Written exercise: Rewrite the listing below with every "pin" changed to "marker" and nothing else altered. Omit the pictures.

Records supplied:
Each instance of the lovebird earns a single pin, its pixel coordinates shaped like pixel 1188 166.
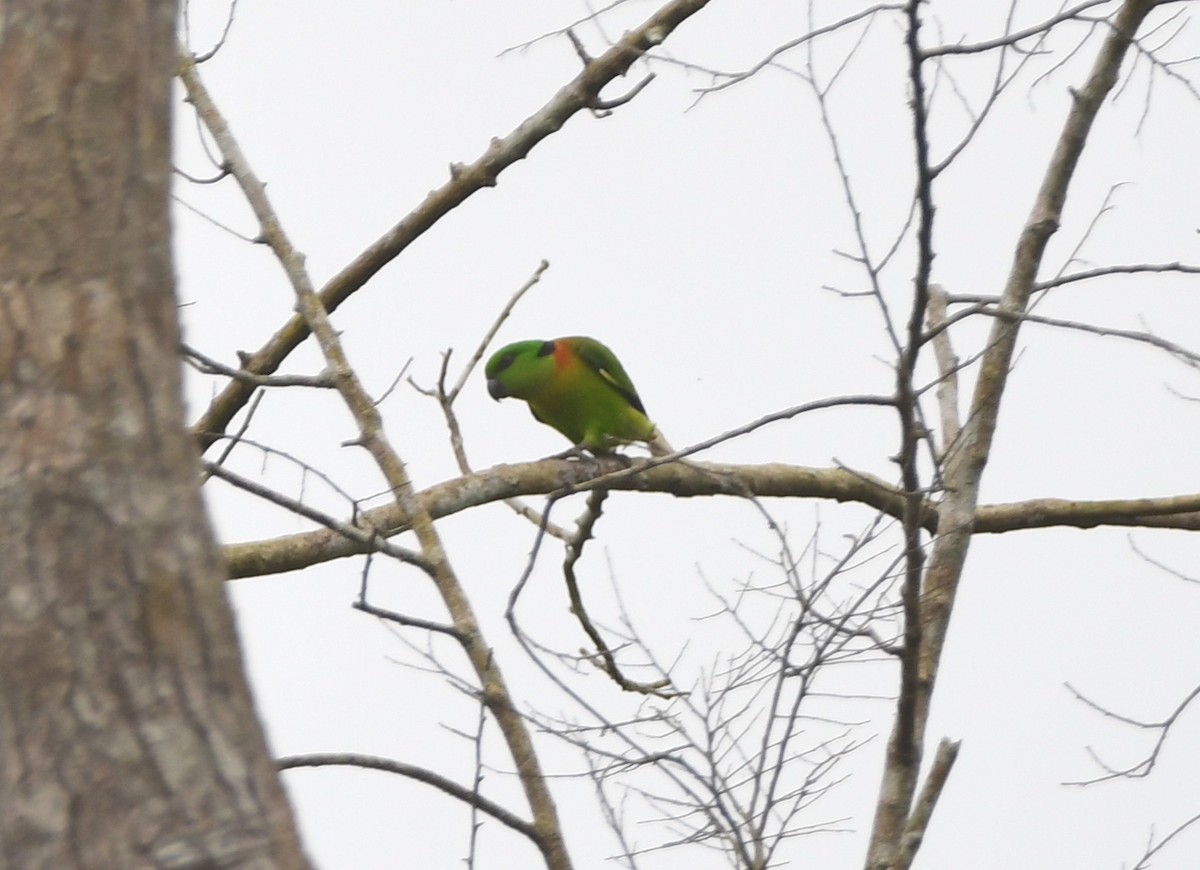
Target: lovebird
pixel 577 385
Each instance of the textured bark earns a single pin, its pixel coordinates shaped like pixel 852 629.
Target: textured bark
pixel 127 736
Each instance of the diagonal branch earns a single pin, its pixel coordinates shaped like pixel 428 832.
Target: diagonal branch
pixel 582 93
pixel 966 465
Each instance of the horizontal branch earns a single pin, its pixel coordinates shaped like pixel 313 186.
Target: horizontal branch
pixel 689 480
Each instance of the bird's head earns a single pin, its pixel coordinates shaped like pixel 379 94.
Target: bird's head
pixel 519 369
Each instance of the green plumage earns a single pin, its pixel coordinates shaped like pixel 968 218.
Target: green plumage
pixel 576 385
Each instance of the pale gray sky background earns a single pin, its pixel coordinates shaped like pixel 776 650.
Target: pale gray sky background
pixel 696 239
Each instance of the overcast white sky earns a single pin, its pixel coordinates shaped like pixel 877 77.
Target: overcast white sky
pixel 697 239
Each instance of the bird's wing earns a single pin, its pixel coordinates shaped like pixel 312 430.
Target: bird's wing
pixel 604 363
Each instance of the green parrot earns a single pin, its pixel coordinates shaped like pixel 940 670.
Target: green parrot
pixel 576 385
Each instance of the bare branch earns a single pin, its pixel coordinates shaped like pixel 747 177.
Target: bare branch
pixel 580 94
pixel 372 762
pixel 1012 39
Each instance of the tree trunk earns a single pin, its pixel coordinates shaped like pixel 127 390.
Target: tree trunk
pixel 127 736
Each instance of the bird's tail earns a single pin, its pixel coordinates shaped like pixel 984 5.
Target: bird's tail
pixel 659 445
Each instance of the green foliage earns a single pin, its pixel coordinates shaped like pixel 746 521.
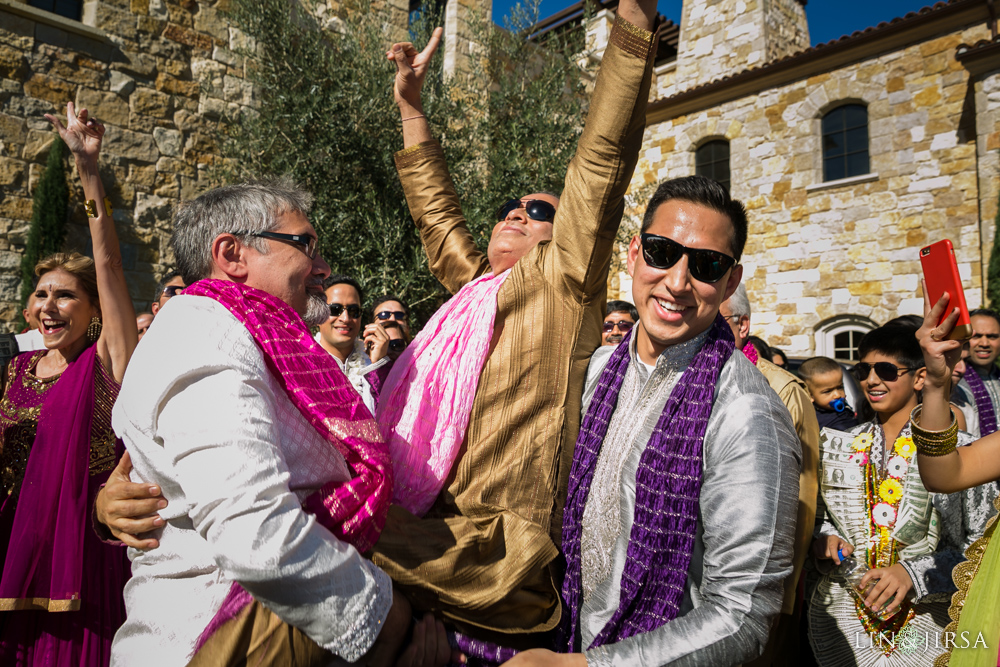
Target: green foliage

Output for this exercise:
Each instance of the lovebird earns a single marker, its pixel coordinates shaped like pixel 1188 166.
Target: lovebird
pixel 577 385
Each instance of the textured bark earns a single marker, its pixel coordinates shaped like pixel 852 629.
Target: textured bark
pixel 127 736
Each instance of the diagonal branch earns a single marker, its pixel coordinates shaped like pixel 428 832.
Target: diagonal branch
pixel 582 93
pixel 966 465
Each instance of the horizontal branch earns a single marker, its pixel coordinates shaped like pixel 313 186.
Target: horizontal branch
pixel 689 480
Each instance of the bird's head earns a single marker, its pixel coordinates shaped like pixel 379 94.
Target: bird's head
pixel 519 369
Each instance of the green plumage earns a single marker, its pixel coordinates shaped like pixel 968 218.
Target: green plumage
pixel 576 385
Each instance of the pale gray sky background earns a single marker, its pixel coordinates shaped like pixel 776 650.
Target: pale gray sky background
pixel 696 239
Each instance of the overcast white sky earns a single marker, its pixel coordinates shaped like pixel 877 77.
Target: overcast white sky
pixel 697 239
Each instance of the bird's wing earns a single marker, its pixel coordinates shaped like pixel 312 430.
Target: bird's wing
pixel 604 363
Each instance of the green parrot earns a single marker, its pixel coordinates shaped like pixel 940 670.
Target: green parrot
pixel 576 385
Each instance of the bare branch earns a single marker, its pixel coordinates shaped like pixel 747 177.
Target: bare branch
pixel 580 94
pixel 372 762
pixel 1012 39
Each instance of the tree trunk earns a single marker, its pixel coordinates shaped like pixel 127 390.
Target: tree trunk
pixel 127 736
Each instance of the bird's tail earns a single marker, its pixel coordinates shaped like pixel 984 5.
Target: bird's tail
pixel 659 445
Each instance of the green foliage earns a single marker, its pixel coordinates shaped like pixel 746 521.
Target: green foliage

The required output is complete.